_DATA IN THIS EXERCISE_
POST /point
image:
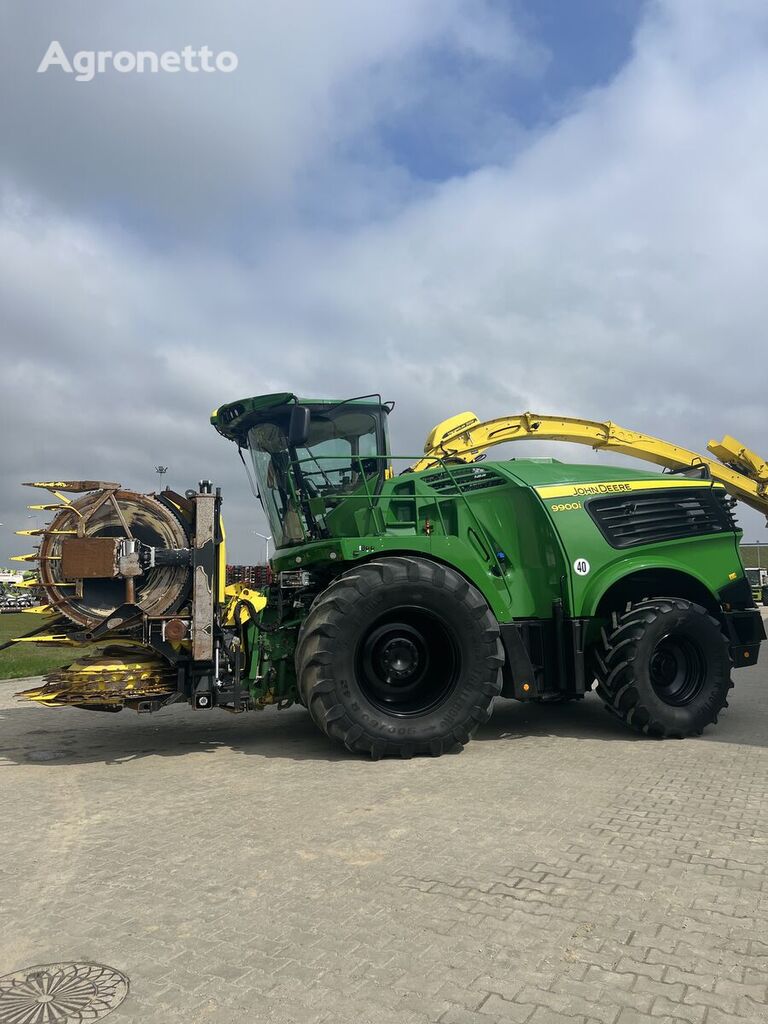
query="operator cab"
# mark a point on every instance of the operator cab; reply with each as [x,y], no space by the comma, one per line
[308,456]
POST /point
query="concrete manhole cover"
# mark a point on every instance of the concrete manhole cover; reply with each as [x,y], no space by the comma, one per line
[60,993]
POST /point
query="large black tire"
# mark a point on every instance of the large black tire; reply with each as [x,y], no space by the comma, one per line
[664,668]
[399,656]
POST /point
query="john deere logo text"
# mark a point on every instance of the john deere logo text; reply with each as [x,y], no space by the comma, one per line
[599,488]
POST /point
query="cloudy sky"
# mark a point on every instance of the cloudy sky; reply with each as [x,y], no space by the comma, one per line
[496,205]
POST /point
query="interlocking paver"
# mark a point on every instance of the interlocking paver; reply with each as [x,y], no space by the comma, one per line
[560,871]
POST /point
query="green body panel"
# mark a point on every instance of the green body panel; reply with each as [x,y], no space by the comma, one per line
[508,541]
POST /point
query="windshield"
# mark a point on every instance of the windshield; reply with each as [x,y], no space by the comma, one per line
[299,486]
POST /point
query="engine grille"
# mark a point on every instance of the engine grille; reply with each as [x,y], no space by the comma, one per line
[662,515]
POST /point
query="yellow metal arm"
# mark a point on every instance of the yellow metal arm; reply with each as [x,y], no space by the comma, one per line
[464,437]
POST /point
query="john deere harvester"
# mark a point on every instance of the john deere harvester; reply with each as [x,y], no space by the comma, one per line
[397,608]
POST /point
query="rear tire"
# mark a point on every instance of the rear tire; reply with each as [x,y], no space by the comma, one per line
[398,657]
[664,668]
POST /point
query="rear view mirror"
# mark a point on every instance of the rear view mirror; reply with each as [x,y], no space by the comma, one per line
[298,427]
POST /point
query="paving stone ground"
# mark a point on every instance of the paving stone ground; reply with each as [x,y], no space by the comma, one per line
[560,870]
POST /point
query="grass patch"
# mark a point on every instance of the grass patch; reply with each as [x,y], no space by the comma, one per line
[31,659]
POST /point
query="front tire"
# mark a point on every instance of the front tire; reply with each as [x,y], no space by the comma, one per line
[399,656]
[665,668]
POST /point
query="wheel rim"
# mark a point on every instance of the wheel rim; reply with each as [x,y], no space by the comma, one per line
[678,670]
[408,663]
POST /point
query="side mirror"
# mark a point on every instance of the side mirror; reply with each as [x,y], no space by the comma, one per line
[298,427]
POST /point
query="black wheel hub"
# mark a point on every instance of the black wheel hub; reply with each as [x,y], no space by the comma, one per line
[678,670]
[408,663]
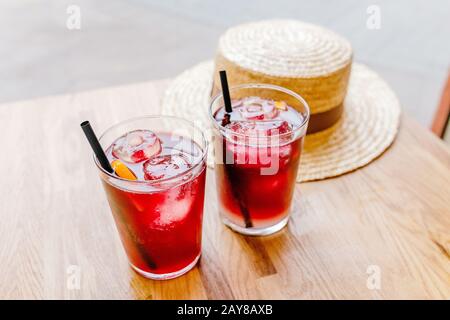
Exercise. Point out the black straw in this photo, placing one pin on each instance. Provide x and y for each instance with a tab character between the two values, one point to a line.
96	147
225	91
233	178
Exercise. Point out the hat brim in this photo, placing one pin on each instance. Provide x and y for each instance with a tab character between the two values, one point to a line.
366	129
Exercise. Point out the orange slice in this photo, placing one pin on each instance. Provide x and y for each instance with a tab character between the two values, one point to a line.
122	170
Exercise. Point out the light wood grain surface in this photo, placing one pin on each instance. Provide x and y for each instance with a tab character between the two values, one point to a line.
392	216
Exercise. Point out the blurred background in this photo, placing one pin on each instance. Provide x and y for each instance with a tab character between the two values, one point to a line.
125	41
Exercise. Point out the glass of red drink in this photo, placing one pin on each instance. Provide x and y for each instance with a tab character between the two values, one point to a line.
257	153
159	212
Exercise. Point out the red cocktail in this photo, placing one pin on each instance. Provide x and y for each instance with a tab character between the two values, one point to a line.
158	213
257	155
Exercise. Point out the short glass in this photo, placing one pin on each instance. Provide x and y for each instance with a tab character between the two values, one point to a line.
256	175
159	222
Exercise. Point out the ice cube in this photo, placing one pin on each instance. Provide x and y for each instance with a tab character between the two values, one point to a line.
254	108
260	128
137	146
166	166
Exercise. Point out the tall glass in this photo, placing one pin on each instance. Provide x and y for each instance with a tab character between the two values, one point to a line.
256	170
160	221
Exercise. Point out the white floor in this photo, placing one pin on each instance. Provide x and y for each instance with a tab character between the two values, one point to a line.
137	40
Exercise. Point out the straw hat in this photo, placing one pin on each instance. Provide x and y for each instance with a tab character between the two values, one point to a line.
367	127
305	58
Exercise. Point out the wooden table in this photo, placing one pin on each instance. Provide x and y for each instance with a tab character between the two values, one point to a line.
379	232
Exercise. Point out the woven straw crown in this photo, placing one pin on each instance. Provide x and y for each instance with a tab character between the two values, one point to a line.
307	59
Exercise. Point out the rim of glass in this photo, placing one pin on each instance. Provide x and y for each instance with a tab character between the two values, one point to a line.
262	86
146	182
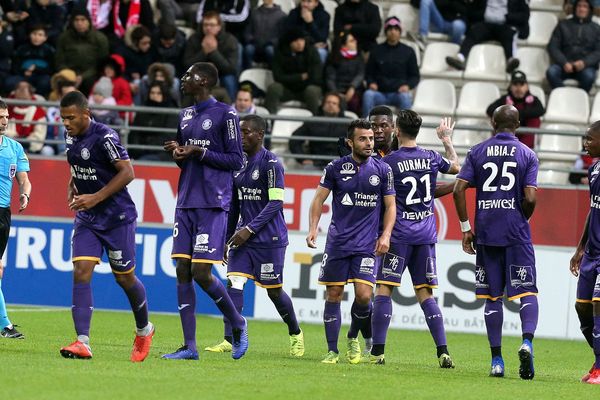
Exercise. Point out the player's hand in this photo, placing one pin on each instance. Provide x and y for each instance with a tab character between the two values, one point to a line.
311	240
445	129
84	202
239	238
468	239
382	246
576	262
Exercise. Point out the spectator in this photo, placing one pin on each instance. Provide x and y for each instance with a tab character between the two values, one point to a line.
262	33
575	49
391	72
102	96
529	106
27	122
50	15
80	48
332	107
159	72
215	45
361	18
158	96
244	103
345	71
445	16
310	15
169	44
502	21
34	61
297	72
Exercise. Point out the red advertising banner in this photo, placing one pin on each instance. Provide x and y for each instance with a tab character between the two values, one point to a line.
558	219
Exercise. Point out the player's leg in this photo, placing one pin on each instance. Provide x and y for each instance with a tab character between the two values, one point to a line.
521	284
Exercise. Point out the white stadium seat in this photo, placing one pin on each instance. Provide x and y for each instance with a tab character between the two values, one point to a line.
486	62
568	105
435	97
475	97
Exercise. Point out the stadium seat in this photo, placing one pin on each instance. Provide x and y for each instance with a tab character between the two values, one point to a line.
534	62
486	62
475	97
541	25
261	77
538	92
408	15
435	97
568	105
434	61
559	148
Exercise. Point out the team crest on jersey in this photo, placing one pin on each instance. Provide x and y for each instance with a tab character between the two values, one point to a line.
374	180
347	169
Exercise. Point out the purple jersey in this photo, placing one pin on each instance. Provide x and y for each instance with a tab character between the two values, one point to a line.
500	169
91	157
415	173
207	182
358	191
260	189
592	248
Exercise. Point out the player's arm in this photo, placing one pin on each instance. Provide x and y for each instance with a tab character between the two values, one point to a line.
576	259
389	218
316	209
24	189
460	202
123	177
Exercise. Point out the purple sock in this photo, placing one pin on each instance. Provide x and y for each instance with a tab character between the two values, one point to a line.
332	318
494	318
435	321
529	314
186	299
597	340
237	297
360	314
139	304
218	293
382	316
285	308
82	308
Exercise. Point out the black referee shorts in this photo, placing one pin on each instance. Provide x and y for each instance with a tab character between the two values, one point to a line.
4	228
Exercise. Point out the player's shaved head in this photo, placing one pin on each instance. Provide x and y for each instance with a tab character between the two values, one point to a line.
505	119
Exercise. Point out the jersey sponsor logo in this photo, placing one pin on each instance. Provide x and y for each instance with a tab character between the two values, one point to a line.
347	169
521	276
206	124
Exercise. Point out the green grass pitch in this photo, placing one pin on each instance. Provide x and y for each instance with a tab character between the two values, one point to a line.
33	368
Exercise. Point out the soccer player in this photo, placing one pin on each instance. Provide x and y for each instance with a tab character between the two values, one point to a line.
16	165
105	220
208	150
257	248
361	186
504	173
415	231
585	261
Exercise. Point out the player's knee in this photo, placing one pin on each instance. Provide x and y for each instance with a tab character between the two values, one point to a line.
236	282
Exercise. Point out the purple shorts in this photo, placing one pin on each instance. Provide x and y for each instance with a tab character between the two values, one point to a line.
588	284
512	267
199	235
342	266
119	243
264	266
420	260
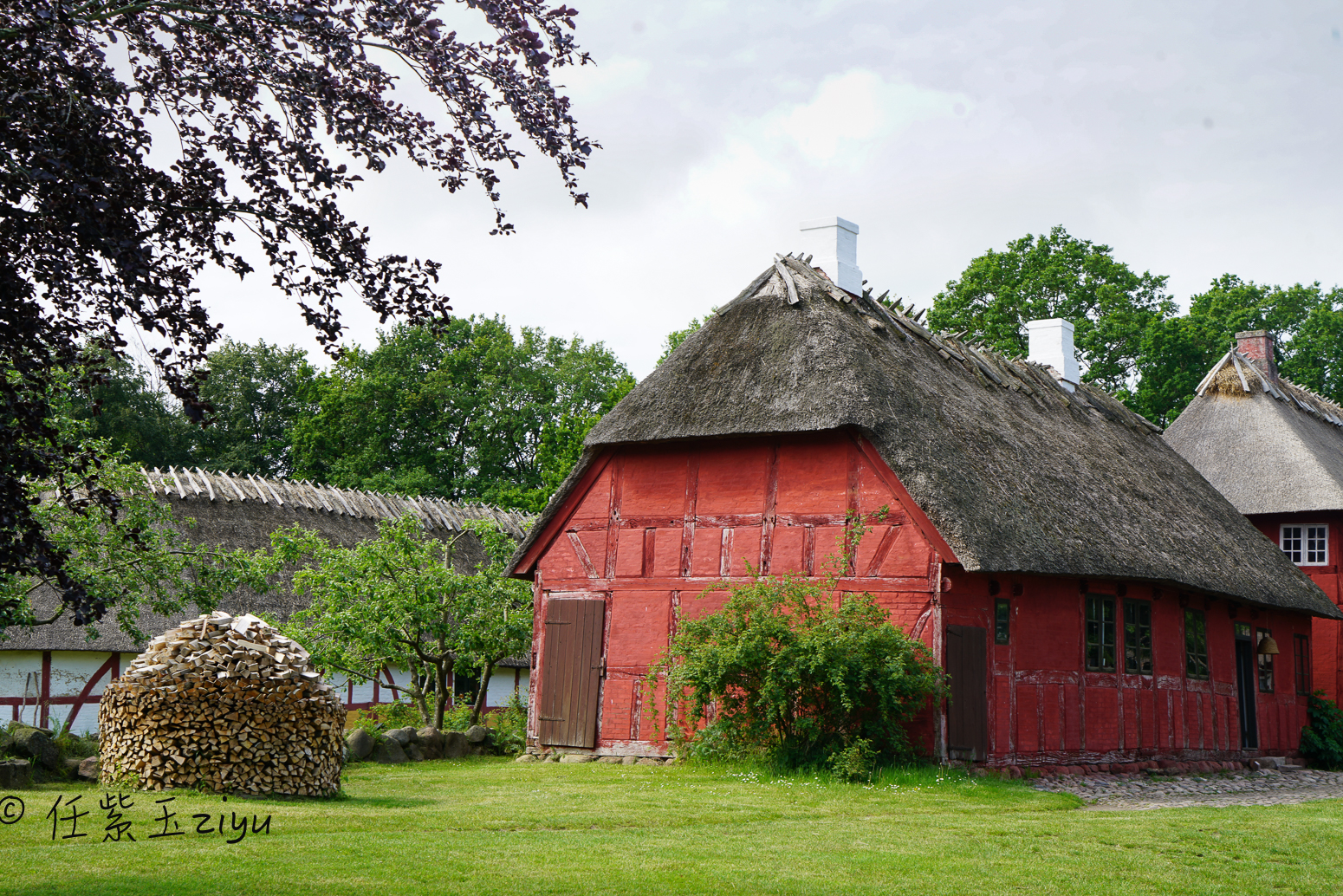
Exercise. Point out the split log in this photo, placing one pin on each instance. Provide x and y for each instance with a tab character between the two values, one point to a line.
227	704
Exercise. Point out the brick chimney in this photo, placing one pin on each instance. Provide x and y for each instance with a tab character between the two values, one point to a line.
1050	343
833	242
1257	346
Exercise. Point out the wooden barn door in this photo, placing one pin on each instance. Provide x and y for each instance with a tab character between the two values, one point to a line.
967	713
571	672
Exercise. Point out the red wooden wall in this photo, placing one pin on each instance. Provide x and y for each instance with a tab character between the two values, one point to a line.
1045	708
653	527
1327	634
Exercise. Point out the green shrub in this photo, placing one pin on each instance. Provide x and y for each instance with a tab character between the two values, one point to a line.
798	672
458	717
509	725
854	762
1321	739
75	746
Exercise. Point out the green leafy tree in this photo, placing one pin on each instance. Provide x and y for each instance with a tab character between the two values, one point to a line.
794	669
1177	352
254	391
400	600
493	617
468	412
1057	276
129	552
136	417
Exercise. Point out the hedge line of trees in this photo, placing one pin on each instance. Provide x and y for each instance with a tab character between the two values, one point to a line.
1130	336
473	412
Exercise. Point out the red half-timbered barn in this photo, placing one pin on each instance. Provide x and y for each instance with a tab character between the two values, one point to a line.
1092	597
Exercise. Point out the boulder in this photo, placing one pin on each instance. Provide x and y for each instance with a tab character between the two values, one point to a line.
405	737
431	742
36	744
360	743
388	751
15	774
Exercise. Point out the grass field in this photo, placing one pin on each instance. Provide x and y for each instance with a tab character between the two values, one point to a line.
492	827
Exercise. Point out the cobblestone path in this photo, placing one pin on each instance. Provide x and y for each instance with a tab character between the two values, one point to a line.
1213	789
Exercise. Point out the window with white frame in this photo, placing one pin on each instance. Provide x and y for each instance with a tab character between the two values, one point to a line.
1306	544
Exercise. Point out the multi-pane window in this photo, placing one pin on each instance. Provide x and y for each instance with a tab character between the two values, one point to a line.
1002	620
1306	544
1265	661
1100	633
1138	637
1196	644
1301	657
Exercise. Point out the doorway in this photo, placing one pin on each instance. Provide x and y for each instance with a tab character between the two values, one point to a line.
1247	685
967	711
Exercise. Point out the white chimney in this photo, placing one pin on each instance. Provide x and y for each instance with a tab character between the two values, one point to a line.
1052	346
833	244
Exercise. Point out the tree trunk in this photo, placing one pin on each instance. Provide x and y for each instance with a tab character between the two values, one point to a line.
480	698
444	692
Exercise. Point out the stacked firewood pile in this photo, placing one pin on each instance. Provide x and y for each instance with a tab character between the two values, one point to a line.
224	703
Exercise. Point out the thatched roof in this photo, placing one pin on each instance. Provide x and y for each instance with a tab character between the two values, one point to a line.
1017	473
1268	445
241	512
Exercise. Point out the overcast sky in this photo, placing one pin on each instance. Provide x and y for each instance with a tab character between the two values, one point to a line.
1196	139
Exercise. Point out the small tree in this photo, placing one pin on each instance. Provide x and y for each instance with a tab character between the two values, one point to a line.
495	615
793	669
402	600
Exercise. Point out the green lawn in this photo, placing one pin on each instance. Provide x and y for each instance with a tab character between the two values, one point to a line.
493	827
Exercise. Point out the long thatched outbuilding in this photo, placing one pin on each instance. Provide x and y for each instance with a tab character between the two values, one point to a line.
54	676
1089	593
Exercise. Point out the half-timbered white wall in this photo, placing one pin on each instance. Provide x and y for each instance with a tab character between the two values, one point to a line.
54	688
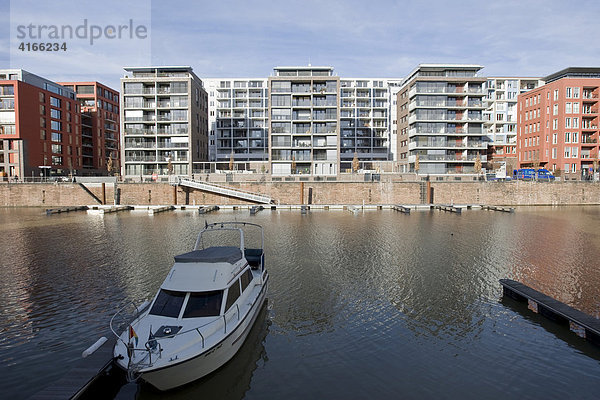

_TASK DIRECTIONS_
Extract from the records every line that contains the string "front", matching case exactly.

_RESPONSE_
query="front tire"
# mark a point on every instance of the front tire; reply with each as [x,y], no space by the comma, one per line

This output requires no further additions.